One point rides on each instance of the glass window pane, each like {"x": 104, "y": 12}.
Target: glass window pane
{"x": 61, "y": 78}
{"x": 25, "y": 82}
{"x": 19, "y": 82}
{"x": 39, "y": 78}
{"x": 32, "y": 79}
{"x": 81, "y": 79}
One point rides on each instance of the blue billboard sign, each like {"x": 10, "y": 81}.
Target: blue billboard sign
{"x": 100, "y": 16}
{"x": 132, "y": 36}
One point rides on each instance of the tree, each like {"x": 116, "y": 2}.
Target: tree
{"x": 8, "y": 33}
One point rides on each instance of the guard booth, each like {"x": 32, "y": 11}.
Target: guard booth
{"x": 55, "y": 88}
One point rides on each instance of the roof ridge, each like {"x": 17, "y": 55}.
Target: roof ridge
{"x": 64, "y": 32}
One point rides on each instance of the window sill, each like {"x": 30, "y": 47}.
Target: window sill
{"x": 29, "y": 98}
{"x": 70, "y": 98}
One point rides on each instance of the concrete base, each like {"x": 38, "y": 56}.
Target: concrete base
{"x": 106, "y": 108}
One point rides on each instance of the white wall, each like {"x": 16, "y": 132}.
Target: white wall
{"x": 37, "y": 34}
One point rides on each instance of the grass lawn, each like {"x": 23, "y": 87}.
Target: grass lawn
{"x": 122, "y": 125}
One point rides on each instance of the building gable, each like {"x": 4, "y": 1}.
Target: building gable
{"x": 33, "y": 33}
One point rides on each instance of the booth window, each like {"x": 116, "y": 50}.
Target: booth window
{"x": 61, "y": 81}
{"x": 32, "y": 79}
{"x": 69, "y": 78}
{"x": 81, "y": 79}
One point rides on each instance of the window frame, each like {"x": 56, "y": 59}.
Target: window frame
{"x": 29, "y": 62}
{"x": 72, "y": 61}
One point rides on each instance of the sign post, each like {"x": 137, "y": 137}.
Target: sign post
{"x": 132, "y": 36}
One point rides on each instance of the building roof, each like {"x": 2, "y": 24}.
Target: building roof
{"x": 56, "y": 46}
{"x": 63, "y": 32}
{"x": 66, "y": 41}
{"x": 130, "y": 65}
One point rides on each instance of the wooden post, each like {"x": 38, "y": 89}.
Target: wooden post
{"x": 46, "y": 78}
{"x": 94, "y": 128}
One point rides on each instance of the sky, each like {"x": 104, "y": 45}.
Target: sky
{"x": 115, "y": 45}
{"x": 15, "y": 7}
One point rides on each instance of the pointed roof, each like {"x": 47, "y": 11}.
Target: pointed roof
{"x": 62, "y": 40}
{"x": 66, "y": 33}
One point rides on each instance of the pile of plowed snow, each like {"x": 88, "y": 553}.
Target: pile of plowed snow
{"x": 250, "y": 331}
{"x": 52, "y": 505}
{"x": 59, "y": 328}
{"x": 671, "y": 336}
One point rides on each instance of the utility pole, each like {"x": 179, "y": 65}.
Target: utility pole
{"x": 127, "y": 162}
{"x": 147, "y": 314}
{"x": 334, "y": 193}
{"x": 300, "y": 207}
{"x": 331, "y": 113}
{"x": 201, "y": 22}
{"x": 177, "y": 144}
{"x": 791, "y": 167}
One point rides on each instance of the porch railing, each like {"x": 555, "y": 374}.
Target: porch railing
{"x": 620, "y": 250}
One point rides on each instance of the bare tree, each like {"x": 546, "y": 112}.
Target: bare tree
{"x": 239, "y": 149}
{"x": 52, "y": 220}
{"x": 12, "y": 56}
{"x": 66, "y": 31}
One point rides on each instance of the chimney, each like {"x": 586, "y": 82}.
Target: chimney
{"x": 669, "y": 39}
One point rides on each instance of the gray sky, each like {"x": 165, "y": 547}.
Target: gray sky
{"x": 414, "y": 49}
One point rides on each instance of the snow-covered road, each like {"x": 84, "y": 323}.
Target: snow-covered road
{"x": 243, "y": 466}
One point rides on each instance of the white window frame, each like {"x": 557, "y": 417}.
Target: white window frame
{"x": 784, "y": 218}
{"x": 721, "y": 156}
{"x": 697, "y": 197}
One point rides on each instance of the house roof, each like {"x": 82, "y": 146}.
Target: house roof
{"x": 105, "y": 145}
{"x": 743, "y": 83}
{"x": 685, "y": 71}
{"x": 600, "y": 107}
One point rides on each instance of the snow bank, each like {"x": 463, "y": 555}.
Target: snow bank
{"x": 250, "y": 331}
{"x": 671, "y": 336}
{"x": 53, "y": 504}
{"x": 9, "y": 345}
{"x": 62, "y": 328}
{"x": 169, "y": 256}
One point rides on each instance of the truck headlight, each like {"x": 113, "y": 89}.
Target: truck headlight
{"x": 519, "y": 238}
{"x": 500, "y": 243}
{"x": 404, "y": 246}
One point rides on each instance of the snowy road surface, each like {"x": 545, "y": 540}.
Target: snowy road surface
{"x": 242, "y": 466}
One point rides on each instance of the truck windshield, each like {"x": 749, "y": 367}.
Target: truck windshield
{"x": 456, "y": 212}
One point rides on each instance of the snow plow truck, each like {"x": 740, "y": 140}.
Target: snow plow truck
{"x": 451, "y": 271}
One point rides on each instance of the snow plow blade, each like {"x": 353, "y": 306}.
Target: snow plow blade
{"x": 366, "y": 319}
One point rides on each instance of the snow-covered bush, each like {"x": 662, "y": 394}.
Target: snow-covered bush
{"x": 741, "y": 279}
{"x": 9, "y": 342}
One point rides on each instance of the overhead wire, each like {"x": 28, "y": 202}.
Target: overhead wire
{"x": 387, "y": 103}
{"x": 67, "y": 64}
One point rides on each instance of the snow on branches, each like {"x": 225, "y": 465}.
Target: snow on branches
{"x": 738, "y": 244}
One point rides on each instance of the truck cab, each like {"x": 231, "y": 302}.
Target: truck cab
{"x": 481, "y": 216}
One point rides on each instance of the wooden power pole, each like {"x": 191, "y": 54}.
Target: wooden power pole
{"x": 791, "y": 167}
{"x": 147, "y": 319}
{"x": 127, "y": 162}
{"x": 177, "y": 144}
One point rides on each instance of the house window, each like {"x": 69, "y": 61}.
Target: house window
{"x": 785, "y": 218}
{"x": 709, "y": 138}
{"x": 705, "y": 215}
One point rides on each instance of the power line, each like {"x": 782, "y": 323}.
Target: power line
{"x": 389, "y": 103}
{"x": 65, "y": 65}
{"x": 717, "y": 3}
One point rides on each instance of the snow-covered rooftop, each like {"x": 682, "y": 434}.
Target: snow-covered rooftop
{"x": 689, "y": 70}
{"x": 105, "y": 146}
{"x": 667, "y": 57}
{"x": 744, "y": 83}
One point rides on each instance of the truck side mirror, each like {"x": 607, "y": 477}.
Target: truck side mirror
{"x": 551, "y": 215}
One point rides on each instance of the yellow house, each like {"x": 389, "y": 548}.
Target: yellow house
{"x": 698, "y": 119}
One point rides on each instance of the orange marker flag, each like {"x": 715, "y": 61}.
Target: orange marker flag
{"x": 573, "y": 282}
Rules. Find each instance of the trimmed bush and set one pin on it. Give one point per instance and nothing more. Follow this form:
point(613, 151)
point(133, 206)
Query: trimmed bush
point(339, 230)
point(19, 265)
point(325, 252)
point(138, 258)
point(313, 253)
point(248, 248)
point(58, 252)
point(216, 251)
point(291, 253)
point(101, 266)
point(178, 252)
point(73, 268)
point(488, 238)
● ● ● ● ● ● ●
▸ **INSTRUCTION**: Without omitting anything, output the entries exactly.

▸ **TASK ANSWER**:
One point rides on each instance of the glass window pane, each like {"x": 104, "y": 12}.
Target: glass window pane
{"x": 61, "y": 78}
{"x": 25, "y": 82}
{"x": 19, "y": 82}
{"x": 39, "y": 78}
{"x": 32, "y": 79}
{"x": 81, "y": 79}
One point rides on each instance of the blue billboard sign, each like {"x": 10, "y": 81}.
Target: blue billboard sign
{"x": 100, "y": 16}
{"x": 132, "y": 36}
One point rides on each instance of the tree, each like {"x": 116, "y": 2}.
Target: tree
{"x": 8, "y": 33}
One point rides on each instance of the guard booth, each like {"x": 32, "y": 11}.
Target: guard booth
{"x": 55, "y": 88}
One point rides on each instance of the roof ridge, each like {"x": 17, "y": 55}.
Target: roof ridge
{"x": 64, "y": 32}
One point rides on each instance of the window sill, each like {"x": 30, "y": 47}.
Target: window sill
{"x": 29, "y": 98}
{"x": 70, "y": 98}
One point rides on each instance of the concrete base, each like {"x": 38, "y": 56}.
Target: concrete base
{"x": 106, "y": 108}
One point rides on each instance of the white wall, each like {"x": 16, "y": 132}.
Target: white wall
{"x": 37, "y": 34}
One point rides on each instance of the grass lawn, each like {"x": 23, "y": 87}.
Target: grass lawn
{"x": 122, "y": 125}
One point rides on each instance of the building gable, each like {"x": 4, "y": 1}.
Target: building gable
{"x": 33, "y": 33}
One point rides on each instance of the booth window, each like {"x": 116, "y": 50}.
Target: booth window
{"x": 61, "y": 81}
{"x": 32, "y": 79}
{"x": 69, "y": 78}
{"x": 81, "y": 79}
One point rides on each instance of the window frame, each like {"x": 56, "y": 59}.
Target: window frame
{"x": 29, "y": 62}
{"x": 72, "y": 61}
One point rides on each instance of the sign post, each like {"x": 137, "y": 137}.
Target: sign post
{"x": 132, "y": 36}
One point rides on each instance of the building roof, each like {"x": 2, "y": 24}.
Target: building roof
{"x": 56, "y": 46}
{"x": 63, "y": 32}
{"x": 66, "y": 41}
{"x": 130, "y": 65}
One point rides on each instance of the wooden post, each like {"x": 38, "y": 89}.
Target: wooden post
{"x": 46, "y": 78}
{"x": 94, "y": 128}
One point rides on each instance of the sky, each like {"x": 104, "y": 45}.
Target: sky
{"x": 115, "y": 45}
{"x": 15, "y": 7}
One point rides on each instance of the pointed roof, each like {"x": 47, "y": 11}.
Target: pointed roof
{"x": 62, "y": 40}
{"x": 66, "y": 33}
One point rides on each instance of the pile of plowed snow, each like {"x": 88, "y": 553}.
Target: pile of plowed snow
{"x": 250, "y": 331}
{"x": 52, "y": 505}
{"x": 59, "y": 328}
{"x": 671, "y": 336}
One point rides on each instance of the utility pole, each like {"x": 179, "y": 65}.
Target: utility pole
{"x": 127, "y": 162}
{"x": 147, "y": 314}
{"x": 334, "y": 193}
{"x": 300, "y": 207}
{"x": 331, "y": 113}
{"x": 201, "y": 22}
{"x": 177, "y": 144}
{"x": 791, "y": 167}
One point rides on each instance of the porch railing, each like {"x": 555, "y": 374}.
Target: porch railing
{"x": 620, "y": 250}
One point rides on each instance of the bare tree, each like {"x": 546, "y": 112}.
Target: bare tree
{"x": 239, "y": 149}
{"x": 52, "y": 220}
{"x": 12, "y": 56}
{"x": 66, "y": 31}
One point rides on each instance of the chimney, each like {"x": 586, "y": 82}.
Target: chimney
{"x": 669, "y": 39}
One point rides on each instance of the gray sky, each like {"x": 165, "y": 547}.
Target: gray sky
{"x": 414, "y": 49}
One point rides on each instance of the snow-covered road, each like {"x": 84, "y": 323}.
Target: snow-covered road
{"x": 243, "y": 466}
One point rides on each instance of the white window frame, each like {"x": 557, "y": 417}.
Target: white window frame
{"x": 784, "y": 218}
{"x": 721, "y": 156}
{"x": 697, "y": 197}
One point rides on each instance of the house roof, each like {"x": 82, "y": 146}.
Target: house roof
{"x": 105, "y": 145}
{"x": 743, "y": 83}
{"x": 685, "y": 71}
{"x": 600, "y": 107}
One point rides on each instance of the snow bank, each like {"x": 463, "y": 555}.
Target: snow bank
{"x": 250, "y": 331}
{"x": 671, "y": 336}
{"x": 53, "y": 504}
{"x": 9, "y": 345}
{"x": 62, "y": 328}
{"x": 169, "y": 256}
One point rides on each instance of the truck headlight, each like {"x": 113, "y": 89}.
Target: truck headlight
{"x": 519, "y": 238}
{"x": 500, "y": 243}
{"x": 404, "y": 246}
One point rides on each instance of the snowy road surface, each like {"x": 545, "y": 540}.
Target: snowy road surface
{"x": 242, "y": 466}
One point rides on each instance of the truck windshield, each like {"x": 749, "y": 367}.
Target: truck windshield
{"x": 456, "y": 212}
One point rides on each instance of the snow plow truck, each like {"x": 740, "y": 140}.
Target: snow plow truck
{"x": 451, "y": 271}
One point rides on each instance of the snow plow blade, each like {"x": 353, "y": 306}.
Target: snow plow blade
{"x": 366, "y": 319}
One point rides on each instance of the snow-covered bush, each like {"x": 662, "y": 394}.
Target: snow-covered bush
{"x": 741, "y": 279}
{"x": 9, "y": 342}
One point rides on each instance of the overhead wire, each like {"x": 28, "y": 202}.
Target: overhead wire
{"x": 387, "y": 103}
{"x": 67, "y": 64}
One point rides on each instance of the snow on branches, each like {"x": 225, "y": 465}.
Target: snow on branches
{"x": 738, "y": 244}
One point rides on each instance of the truck cab, each like {"x": 231, "y": 302}.
Target: truck cab
{"x": 481, "y": 216}
One point rides on each instance of the wooden power pole, each like {"x": 191, "y": 54}.
Target: wooden power pole
{"x": 791, "y": 167}
{"x": 147, "y": 319}
{"x": 127, "y": 162}
{"x": 177, "y": 144}
One point rides on each instance of the house window, each like {"x": 69, "y": 61}.
Target: house window
{"x": 785, "y": 218}
{"x": 709, "y": 138}
{"x": 705, "y": 215}
One point rides on each instance of the power line, each like {"x": 782, "y": 323}.
Target: power line
{"x": 389, "y": 103}
{"x": 65, "y": 65}
{"x": 717, "y": 3}
One point rides on each instance of the snow-covered rooftop, each like {"x": 682, "y": 434}.
Target: snow-covered rooftop
{"x": 689, "y": 70}
{"x": 105, "y": 146}
{"x": 667, "y": 57}
{"x": 744, "y": 83}
One point rides on each instance of the truck side mirror, each like {"x": 607, "y": 477}.
Target: truck side mirror
{"x": 551, "y": 215}
One point rides on each instance of the yellow house, each like {"x": 389, "y": 548}.
Target: yellow house
{"x": 698, "y": 119}
One point rides on each instance of the orange marker flag, each like {"x": 715, "y": 61}.
Target: orange marker flag
{"x": 573, "y": 282}
Rules. Find each instance of the trimmed bush and set one pin on it. Give one point per instance and nothing more. Follow this form:
point(613, 151)
point(133, 206)
Query: trimmed bush
point(339, 230)
point(19, 265)
point(325, 252)
point(138, 258)
point(313, 253)
point(248, 248)
point(58, 252)
point(216, 251)
point(291, 253)
point(101, 266)
point(178, 252)
point(73, 268)
point(488, 238)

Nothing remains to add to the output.